### Extract provided:

···

After the Communist takeover in 1949, the historical documents of the Palace Museum were placed under the control of the National Archives Administration of China and became part of the Central Archives in 1955. The archives was renamed as the First Historical Archive of China.

By the 1980s, the First Historical Archives became the first in China to fully sort and create preliminary catalogs for the collection. Around 1980, historical archives in China began allowing foreign researchers access. That year, the first group of American researchers was granted access to the First Historical Archives for long-term study.

The First Archives have also worked on digitizing their archival materials since 2006.

The old building of the archives is located within the Palace Museum in Beijing. In 2021, a new building was constructed at No. 9 Qinian Street, Dongcheng District, Beijing. The new facility was completed and opened to the public on July 6, 2022.

The Archives also created a new emblem in 2021. The new emblem, which integrates the Chinese characters “史” (history) and “宬” (ancient archives), symbolizes the preservation, inheritance, and imprinting of history, resembling the form of traditional Chinese seals.

···

### Information provided:

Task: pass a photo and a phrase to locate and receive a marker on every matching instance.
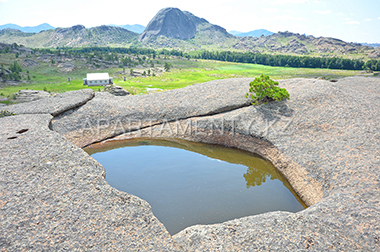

···

### Problems and tasks:
(1) According to the passage on the First Historical Archives of China, on what date did the new facility open to the public?
(2) Using the passage on the First Historical Archives of China, explain what the emblem created in 2021 combines and what it is meant to symbolize.

### Answers for this exercise:
(1) July 6, 2022.

(2) The emblem combines the Chinese characters "史" (history) and "宬" (ancient archives) in a form resembling traditional Chinese seals. It symbolizes the preservation, inheritance, and imprinting of history.